> Data to use:
--- Begin ---
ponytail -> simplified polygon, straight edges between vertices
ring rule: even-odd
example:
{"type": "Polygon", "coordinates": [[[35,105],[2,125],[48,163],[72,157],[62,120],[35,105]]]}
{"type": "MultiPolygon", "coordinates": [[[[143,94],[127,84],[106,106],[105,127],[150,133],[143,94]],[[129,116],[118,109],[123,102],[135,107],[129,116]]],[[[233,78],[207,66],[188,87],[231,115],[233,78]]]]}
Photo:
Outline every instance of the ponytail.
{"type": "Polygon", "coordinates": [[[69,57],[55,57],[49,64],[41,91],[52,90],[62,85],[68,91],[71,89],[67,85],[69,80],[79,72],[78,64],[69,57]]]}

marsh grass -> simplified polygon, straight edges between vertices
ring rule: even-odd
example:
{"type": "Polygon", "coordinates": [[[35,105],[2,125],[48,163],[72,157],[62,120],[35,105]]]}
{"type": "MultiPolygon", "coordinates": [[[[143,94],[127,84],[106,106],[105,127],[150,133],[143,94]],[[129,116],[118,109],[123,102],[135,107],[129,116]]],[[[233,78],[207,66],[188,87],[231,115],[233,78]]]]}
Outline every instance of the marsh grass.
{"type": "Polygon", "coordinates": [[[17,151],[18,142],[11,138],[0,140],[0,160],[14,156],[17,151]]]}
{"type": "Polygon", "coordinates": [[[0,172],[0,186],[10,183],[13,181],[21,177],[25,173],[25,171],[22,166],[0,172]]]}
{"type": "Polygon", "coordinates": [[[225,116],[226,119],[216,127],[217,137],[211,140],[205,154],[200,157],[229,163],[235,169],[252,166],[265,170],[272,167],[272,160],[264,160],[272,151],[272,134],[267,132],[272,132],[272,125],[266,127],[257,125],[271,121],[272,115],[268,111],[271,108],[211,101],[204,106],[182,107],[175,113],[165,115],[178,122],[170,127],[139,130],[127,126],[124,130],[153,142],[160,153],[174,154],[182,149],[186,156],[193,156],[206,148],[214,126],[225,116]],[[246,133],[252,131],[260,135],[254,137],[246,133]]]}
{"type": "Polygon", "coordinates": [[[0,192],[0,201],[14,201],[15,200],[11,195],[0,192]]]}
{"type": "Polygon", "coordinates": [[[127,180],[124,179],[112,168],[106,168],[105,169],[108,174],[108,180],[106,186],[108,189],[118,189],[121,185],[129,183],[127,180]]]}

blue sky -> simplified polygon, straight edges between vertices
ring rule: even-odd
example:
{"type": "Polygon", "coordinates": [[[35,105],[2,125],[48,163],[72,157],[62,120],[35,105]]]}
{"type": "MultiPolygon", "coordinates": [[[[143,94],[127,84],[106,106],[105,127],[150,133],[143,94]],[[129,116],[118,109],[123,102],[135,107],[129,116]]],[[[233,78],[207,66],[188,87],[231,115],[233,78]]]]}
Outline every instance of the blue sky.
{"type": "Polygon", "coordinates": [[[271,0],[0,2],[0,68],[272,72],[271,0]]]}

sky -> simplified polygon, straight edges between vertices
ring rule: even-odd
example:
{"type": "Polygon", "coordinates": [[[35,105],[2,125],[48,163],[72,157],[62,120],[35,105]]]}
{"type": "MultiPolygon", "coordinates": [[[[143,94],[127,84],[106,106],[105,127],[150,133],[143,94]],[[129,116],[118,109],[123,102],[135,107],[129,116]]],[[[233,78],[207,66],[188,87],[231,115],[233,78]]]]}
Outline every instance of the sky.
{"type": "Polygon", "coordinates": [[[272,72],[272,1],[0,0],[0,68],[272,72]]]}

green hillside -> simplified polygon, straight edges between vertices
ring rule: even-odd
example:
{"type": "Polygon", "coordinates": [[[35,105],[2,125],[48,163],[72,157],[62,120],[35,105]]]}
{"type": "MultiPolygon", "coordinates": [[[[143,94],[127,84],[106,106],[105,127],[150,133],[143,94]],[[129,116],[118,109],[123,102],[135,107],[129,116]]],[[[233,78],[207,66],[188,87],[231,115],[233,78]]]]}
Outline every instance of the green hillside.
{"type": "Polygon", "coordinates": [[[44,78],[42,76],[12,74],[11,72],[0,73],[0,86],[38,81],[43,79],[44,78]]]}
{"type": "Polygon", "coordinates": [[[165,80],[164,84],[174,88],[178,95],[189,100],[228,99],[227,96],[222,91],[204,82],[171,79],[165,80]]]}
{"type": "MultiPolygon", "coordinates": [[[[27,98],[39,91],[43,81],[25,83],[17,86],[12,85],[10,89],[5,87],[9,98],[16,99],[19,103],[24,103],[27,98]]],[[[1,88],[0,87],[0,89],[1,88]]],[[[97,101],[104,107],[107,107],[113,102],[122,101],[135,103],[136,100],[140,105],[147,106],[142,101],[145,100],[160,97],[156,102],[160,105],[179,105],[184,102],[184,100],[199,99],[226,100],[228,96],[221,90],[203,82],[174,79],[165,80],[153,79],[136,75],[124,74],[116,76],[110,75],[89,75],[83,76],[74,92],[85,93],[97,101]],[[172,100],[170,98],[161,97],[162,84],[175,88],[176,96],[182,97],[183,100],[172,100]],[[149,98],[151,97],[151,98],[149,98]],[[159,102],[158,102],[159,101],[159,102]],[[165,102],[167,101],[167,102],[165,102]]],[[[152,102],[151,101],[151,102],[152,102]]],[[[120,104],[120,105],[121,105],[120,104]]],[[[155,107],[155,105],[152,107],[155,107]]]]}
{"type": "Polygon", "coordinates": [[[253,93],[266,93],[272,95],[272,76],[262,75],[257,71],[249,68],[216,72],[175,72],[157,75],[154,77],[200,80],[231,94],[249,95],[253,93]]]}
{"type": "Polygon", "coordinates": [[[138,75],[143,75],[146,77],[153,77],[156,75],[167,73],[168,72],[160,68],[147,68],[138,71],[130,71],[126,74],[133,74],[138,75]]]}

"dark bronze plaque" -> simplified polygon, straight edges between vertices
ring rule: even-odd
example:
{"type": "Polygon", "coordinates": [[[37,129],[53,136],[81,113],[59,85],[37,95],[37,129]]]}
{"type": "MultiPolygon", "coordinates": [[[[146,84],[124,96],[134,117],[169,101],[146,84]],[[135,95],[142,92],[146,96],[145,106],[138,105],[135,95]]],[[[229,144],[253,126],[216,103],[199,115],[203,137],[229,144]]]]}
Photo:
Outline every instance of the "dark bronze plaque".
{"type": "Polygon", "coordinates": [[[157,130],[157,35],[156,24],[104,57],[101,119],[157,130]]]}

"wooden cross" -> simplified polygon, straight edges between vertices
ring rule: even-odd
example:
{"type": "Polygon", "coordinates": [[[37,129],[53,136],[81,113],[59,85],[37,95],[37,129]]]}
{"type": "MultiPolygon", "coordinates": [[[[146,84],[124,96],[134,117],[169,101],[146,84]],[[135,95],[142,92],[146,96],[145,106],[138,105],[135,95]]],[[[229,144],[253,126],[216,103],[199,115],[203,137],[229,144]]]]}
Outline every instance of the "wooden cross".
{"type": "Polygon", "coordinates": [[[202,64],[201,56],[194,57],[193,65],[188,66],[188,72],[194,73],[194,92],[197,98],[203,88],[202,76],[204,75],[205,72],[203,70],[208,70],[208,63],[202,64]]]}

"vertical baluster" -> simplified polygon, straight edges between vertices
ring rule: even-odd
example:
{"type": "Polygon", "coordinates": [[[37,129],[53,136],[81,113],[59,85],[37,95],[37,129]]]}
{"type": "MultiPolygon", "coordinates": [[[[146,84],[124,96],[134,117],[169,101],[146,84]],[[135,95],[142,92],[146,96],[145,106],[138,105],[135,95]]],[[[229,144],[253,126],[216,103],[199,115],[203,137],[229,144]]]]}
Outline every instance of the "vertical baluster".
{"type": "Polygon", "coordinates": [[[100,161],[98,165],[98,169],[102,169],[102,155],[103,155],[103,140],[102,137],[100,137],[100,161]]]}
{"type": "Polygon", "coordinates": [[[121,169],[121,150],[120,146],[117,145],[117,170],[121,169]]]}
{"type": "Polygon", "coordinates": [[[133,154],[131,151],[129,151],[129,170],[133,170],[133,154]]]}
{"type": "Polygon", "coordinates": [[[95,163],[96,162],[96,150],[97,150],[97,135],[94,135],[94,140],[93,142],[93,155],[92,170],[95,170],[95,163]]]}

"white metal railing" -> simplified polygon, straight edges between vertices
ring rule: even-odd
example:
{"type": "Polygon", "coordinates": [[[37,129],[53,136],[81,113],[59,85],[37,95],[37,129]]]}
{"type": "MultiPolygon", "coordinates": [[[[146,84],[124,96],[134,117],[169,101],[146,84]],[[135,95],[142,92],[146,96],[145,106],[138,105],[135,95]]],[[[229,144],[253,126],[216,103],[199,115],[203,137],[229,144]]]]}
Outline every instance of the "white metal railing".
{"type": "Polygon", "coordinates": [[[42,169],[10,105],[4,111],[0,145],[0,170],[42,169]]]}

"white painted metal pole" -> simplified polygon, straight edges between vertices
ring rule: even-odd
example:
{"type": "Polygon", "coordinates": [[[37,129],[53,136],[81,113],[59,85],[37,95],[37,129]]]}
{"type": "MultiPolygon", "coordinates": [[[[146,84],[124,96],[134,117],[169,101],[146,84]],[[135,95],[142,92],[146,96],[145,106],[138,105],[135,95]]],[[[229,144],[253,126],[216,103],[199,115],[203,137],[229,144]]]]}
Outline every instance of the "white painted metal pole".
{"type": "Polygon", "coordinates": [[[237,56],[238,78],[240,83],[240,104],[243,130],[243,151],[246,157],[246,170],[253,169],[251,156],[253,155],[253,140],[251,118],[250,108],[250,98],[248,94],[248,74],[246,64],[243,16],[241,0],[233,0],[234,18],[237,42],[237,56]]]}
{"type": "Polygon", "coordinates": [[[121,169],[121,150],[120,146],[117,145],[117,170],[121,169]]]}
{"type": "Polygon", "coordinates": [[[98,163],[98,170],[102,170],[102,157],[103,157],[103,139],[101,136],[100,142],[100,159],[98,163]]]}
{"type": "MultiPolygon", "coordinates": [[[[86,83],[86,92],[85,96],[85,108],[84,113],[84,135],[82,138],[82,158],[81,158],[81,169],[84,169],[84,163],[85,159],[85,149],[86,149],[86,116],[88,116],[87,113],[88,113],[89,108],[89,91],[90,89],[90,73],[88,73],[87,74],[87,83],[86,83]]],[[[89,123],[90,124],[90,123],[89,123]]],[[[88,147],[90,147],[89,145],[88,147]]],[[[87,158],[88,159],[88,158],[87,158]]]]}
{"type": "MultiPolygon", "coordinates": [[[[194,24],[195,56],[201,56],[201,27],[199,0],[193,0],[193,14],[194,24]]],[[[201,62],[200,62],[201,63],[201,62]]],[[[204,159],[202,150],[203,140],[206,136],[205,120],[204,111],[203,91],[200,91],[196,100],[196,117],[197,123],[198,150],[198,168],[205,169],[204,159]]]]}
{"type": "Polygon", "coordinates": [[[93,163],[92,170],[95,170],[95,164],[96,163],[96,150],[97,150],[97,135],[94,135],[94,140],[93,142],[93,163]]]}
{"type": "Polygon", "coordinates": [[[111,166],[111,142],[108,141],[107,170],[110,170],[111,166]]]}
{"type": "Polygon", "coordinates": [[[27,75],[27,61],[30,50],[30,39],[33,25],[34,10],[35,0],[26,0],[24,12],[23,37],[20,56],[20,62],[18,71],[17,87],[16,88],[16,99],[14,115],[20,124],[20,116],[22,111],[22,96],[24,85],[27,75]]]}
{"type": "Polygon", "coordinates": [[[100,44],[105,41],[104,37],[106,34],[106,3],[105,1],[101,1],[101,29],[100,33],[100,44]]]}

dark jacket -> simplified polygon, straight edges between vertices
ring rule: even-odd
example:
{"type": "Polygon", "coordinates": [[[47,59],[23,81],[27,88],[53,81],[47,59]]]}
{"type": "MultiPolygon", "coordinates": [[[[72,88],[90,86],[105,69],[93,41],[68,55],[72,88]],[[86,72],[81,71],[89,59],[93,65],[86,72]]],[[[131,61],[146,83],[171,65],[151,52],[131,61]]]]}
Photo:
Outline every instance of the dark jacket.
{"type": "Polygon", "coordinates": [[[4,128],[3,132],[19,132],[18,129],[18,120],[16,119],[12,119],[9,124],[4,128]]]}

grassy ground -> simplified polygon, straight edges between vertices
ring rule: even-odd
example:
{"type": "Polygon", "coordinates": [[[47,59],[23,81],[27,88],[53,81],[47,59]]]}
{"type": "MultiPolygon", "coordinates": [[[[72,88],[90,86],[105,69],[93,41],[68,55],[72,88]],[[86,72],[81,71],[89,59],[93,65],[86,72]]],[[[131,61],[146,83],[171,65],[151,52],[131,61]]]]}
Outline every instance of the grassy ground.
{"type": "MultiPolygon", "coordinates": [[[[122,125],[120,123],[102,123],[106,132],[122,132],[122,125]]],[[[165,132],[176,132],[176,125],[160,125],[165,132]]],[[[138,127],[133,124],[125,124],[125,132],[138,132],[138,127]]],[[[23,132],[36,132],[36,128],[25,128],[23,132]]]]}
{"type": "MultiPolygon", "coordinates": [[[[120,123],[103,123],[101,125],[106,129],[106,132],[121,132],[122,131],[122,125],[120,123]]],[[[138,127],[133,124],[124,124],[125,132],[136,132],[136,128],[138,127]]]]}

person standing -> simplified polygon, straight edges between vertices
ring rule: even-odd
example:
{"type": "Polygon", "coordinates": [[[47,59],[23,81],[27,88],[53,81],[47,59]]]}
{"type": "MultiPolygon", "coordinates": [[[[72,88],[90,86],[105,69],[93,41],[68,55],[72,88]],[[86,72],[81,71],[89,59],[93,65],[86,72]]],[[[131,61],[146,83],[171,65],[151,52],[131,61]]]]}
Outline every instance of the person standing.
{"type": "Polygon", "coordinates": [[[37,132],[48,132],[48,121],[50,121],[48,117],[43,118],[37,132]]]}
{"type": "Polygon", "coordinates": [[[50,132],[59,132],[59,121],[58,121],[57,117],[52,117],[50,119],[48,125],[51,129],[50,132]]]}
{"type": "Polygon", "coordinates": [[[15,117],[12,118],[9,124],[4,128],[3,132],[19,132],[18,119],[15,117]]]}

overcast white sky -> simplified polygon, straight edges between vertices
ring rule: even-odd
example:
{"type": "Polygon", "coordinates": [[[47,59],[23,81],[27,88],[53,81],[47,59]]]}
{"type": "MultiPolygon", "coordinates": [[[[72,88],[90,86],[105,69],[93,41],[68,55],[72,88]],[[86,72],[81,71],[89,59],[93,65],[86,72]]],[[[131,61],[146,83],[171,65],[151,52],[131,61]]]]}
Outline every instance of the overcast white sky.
--- End ---
> Exercise brief: Take the line that contains "person standing ->" and each line after it down to the last of the records, and retype them exactly; add nothing else.

> Task result:
person standing -> simplified polygon, straight edges between vertices
ring rule: even-odd
example:
{"type": "Polygon", "coordinates": [[[47,59],[23,81],[27,88],[53,81],[47,59]]]}
{"type": "MultiPolygon", "coordinates": [[[[72,88],[90,86],[105,69],[93,41],[68,55],[72,88]],[[86,72],[81,71],[89,59],[93,65],[86,72]]],[[[131,61],[146,83],[171,65],[151,52],[131,61]]]]}
Outline every instance of the person standing.
{"type": "Polygon", "coordinates": [[[37,132],[48,132],[48,121],[50,121],[48,117],[43,118],[37,132]]]}
{"type": "Polygon", "coordinates": [[[50,132],[59,132],[59,121],[58,121],[57,117],[52,117],[50,119],[48,125],[51,129],[50,132]]]}
{"type": "Polygon", "coordinates": [[[15,117],[12,118],[9,124],[4,128],[3,132],[19,132],[18,119],[15,117]]]}

overcast white sky -> simplified polygon, straight edges between vertices
ring rule: even-odd
example:
{"type": "Polygon", "coordinates": [[[47,59],[23,81],[27,88],[53,81],[47,59]]]}
{"type": "MultiPolygon", "coordinates": [[[[72,88],[90,86],[105,69],[93,41],[68,55],[72,88]],[[86,72],[81,71],[89,59],[93,65],[86,72]]],[[[131,61],[146,83],[171,65],[151,52],[131,61]]]]}
Outline every instance of the overcast white sky.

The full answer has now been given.